§ **Work required**:
Rewrite the material from the line containing "roof in this photo." through the end, replacing "red banner" with "crimson banner" and leaving everything else as it is.

[Location identification items]
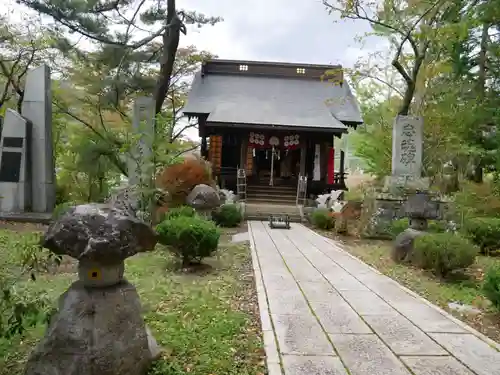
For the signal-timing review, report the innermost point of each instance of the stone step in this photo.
(271, 200)
(263, 217)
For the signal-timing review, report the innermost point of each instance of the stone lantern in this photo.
(98, 328)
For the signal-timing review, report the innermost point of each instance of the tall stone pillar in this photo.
(15, 164)
(303, 154)
(141, 169)
(37, 108)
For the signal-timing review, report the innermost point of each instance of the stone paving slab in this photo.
(324, 312)
(366, 302)
(301, 334)
(436, 366)
(337, 316)
(470, 350)
(367, 355)
(313, 365)
(402, 337)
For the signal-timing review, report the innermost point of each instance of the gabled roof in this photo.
(277, 94)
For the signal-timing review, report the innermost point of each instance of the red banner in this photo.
(261, 140)
(331, 166)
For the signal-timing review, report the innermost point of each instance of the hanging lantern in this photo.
(291, 142)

§ **Output of the task**:
For the signal-timing review, report the innermost point of each instance of the gabled roof in this photo.
(277, 94)
For the signal-timing review, report the innermost point of each instance of the crimson banner in this photo.
(261, 140)
(331, 166)
For the signal-timing review, report the innermost point of each instance of the hanging lantern in this photo.
(291, 142)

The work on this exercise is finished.